### INPUT FOR THIS TASK
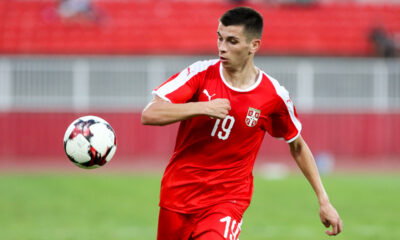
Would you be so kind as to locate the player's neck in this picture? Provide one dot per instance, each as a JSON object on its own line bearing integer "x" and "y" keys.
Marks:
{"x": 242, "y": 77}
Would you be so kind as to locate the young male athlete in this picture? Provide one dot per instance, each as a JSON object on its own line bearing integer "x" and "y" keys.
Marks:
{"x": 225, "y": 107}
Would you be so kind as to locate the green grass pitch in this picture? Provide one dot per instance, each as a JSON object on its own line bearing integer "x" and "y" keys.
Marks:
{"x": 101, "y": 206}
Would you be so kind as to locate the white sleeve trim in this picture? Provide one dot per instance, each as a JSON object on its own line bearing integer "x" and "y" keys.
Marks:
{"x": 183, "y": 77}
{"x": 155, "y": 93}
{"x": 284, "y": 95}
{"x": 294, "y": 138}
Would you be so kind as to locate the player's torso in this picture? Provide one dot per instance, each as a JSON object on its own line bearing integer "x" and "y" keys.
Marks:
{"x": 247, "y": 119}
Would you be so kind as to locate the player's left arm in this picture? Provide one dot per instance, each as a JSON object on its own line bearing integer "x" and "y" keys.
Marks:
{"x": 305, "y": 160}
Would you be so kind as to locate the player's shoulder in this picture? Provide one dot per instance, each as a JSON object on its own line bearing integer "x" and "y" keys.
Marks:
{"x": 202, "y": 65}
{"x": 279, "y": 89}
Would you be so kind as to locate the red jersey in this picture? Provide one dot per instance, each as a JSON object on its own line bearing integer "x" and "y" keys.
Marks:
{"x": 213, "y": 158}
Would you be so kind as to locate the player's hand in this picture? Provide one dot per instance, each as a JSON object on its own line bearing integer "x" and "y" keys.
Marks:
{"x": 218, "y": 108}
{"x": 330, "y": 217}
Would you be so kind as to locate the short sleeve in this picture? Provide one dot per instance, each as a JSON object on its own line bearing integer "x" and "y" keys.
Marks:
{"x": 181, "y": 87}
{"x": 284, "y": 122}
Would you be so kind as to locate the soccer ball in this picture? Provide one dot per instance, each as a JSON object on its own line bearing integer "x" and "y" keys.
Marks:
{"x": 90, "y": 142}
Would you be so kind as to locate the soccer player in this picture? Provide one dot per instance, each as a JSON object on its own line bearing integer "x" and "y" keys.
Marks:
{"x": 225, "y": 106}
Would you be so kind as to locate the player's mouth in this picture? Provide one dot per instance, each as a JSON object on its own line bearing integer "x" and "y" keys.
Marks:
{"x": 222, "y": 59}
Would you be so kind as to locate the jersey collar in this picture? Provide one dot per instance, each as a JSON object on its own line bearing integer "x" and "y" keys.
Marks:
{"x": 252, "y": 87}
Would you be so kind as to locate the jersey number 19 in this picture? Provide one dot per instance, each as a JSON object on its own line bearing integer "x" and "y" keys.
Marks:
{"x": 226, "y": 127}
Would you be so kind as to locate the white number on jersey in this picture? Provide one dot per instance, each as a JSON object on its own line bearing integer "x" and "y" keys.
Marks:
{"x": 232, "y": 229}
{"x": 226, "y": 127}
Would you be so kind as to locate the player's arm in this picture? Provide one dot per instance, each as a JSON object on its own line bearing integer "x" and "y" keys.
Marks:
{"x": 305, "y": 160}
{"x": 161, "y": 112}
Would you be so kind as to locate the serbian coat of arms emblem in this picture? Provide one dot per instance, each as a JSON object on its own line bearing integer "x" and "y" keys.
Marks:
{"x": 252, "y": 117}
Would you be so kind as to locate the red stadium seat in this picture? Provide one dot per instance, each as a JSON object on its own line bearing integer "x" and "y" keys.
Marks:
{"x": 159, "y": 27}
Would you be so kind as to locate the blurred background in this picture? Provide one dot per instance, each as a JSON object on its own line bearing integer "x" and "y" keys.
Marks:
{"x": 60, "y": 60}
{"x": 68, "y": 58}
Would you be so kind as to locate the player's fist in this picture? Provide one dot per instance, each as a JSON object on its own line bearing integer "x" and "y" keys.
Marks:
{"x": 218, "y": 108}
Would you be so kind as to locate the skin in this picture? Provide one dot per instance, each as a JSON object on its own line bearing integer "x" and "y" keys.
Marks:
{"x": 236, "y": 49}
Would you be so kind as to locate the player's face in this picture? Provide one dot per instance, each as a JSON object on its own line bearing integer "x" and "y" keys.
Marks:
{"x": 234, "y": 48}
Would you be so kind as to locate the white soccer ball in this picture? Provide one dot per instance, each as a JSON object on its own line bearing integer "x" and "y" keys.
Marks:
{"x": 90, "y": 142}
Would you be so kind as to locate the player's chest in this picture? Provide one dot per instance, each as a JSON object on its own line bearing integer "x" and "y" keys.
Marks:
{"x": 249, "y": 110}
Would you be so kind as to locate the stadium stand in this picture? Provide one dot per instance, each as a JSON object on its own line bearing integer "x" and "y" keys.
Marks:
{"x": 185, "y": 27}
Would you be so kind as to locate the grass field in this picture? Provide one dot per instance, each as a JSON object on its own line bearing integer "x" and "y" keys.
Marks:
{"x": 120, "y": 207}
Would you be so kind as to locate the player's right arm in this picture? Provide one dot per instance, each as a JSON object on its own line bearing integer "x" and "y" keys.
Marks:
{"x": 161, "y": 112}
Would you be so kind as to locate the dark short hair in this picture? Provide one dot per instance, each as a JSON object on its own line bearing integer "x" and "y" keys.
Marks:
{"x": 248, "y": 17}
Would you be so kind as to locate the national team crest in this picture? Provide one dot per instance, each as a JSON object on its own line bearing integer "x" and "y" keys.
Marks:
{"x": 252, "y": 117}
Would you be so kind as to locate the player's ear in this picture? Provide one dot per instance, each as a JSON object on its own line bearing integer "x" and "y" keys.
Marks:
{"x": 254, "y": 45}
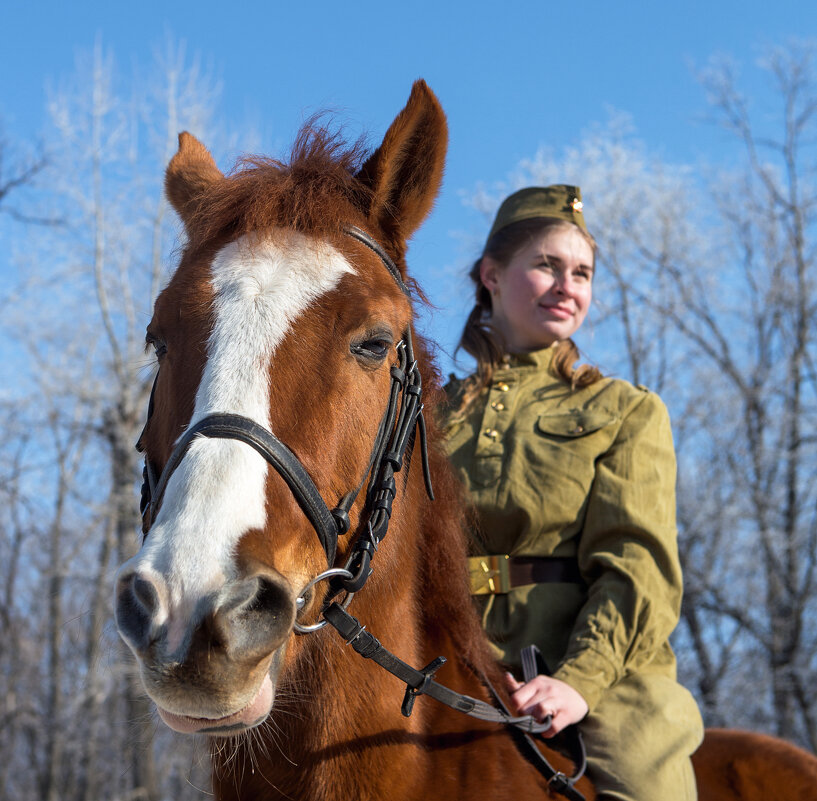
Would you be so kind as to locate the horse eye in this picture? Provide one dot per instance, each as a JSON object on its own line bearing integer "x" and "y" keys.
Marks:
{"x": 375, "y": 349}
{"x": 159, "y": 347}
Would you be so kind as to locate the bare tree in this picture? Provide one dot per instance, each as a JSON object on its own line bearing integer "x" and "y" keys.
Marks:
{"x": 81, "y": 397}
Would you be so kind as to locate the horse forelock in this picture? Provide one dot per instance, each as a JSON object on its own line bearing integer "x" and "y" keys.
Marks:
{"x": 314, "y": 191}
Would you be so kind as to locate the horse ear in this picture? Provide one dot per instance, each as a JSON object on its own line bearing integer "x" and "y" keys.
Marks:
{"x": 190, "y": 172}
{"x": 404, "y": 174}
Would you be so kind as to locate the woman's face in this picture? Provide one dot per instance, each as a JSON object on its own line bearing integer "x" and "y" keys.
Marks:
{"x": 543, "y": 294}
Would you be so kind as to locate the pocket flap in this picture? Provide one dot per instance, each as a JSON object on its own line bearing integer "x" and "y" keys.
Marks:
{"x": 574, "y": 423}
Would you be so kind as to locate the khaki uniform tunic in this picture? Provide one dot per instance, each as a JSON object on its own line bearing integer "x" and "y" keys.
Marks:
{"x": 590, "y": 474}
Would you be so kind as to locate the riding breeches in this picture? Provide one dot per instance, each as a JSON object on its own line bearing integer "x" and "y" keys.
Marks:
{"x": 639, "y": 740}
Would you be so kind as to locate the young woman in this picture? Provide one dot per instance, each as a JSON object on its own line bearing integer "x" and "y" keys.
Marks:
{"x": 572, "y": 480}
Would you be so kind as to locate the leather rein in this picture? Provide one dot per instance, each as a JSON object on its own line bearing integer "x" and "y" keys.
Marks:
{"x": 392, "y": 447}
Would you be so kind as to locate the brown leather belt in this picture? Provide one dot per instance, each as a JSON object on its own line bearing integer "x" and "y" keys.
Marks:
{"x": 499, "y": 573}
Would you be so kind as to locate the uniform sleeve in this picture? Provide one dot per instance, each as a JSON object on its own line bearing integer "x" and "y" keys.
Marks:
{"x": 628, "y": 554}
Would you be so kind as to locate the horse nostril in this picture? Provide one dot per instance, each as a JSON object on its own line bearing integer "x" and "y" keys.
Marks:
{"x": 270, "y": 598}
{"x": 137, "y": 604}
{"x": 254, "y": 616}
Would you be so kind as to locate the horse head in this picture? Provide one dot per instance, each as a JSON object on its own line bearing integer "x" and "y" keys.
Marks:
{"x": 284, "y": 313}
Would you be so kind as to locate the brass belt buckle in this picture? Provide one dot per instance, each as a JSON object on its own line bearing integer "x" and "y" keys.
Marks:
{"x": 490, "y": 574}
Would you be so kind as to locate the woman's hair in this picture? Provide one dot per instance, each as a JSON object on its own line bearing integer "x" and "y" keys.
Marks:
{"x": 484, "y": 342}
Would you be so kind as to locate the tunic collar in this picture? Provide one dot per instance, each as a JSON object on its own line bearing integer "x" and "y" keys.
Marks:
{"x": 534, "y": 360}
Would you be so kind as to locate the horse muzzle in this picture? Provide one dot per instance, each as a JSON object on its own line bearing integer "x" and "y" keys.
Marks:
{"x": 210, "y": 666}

...

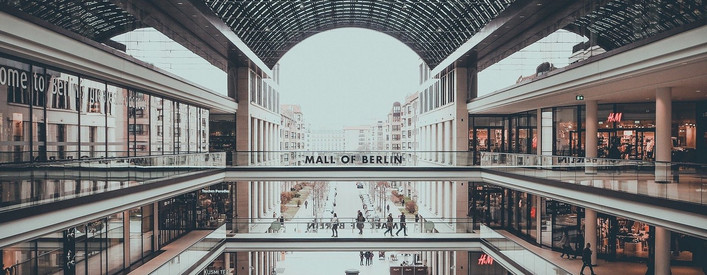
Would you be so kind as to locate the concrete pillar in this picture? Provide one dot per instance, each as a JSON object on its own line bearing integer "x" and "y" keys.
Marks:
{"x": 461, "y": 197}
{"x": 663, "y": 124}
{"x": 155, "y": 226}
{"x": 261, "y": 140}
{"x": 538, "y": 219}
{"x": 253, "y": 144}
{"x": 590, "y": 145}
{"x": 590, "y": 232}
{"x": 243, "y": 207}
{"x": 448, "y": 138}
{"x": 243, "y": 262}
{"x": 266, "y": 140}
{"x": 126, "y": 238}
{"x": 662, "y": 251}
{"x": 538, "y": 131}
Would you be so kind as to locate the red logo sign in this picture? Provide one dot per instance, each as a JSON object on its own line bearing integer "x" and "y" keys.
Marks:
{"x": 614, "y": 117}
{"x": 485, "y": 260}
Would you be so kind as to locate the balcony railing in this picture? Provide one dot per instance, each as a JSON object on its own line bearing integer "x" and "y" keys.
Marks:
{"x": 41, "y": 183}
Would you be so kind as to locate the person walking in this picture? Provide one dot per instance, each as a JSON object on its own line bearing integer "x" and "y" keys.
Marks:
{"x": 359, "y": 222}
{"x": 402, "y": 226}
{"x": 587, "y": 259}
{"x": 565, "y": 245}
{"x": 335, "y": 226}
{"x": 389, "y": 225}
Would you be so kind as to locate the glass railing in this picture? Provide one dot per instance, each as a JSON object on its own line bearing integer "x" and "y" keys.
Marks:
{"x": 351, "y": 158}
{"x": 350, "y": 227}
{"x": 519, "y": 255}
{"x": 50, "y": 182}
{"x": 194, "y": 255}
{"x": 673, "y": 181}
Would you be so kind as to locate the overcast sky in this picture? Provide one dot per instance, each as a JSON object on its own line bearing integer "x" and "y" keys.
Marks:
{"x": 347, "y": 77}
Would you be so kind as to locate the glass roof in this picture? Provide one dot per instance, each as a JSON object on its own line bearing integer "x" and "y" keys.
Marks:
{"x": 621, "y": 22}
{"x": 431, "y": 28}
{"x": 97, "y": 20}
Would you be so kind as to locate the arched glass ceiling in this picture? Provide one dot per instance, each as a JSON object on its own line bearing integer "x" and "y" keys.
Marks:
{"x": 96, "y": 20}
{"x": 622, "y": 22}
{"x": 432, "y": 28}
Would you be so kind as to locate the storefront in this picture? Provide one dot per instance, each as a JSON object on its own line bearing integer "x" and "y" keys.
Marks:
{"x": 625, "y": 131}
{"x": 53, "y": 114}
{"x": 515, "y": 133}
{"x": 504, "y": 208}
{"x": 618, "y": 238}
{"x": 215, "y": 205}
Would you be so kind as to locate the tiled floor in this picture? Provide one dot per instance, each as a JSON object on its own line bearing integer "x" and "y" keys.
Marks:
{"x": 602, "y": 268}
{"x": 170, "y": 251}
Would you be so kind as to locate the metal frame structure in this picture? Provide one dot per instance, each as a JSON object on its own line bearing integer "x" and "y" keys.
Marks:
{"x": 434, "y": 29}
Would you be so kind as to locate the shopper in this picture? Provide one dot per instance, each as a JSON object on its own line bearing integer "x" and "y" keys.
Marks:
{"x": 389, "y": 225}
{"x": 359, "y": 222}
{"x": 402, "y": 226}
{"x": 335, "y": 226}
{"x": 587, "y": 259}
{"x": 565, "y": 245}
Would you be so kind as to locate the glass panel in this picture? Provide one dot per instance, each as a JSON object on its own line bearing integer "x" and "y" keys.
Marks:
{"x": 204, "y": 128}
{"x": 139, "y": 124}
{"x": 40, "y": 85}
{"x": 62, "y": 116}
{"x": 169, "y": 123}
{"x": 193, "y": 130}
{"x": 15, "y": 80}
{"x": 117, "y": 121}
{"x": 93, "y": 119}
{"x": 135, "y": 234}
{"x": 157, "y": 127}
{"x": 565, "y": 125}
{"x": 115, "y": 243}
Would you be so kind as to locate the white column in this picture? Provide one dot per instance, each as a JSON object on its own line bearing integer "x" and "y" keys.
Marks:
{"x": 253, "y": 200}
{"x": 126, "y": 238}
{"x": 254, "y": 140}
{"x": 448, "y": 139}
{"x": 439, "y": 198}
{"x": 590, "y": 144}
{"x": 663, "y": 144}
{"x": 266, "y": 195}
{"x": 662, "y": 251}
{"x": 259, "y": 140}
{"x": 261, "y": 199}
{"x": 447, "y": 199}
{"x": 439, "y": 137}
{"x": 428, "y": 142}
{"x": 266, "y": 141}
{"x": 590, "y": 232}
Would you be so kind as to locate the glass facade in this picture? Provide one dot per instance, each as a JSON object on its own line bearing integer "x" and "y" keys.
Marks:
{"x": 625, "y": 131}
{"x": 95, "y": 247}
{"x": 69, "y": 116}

### DIRECTION
Gather every line in the records above that contains the string "ball" and copy each of those lines in full.

### SOLVED EXERCISE
Would you be so kind as to locate the soccer ball in this picture? Provide one dot per instance, each as a JSON object on its own line bearing integer "x" and "y" keys.
Would you be so kind as to locate the white soccer ball in this picture? Provide one dot per instance, each as a JSON object on its own line bearing integer "x" and "y" keys.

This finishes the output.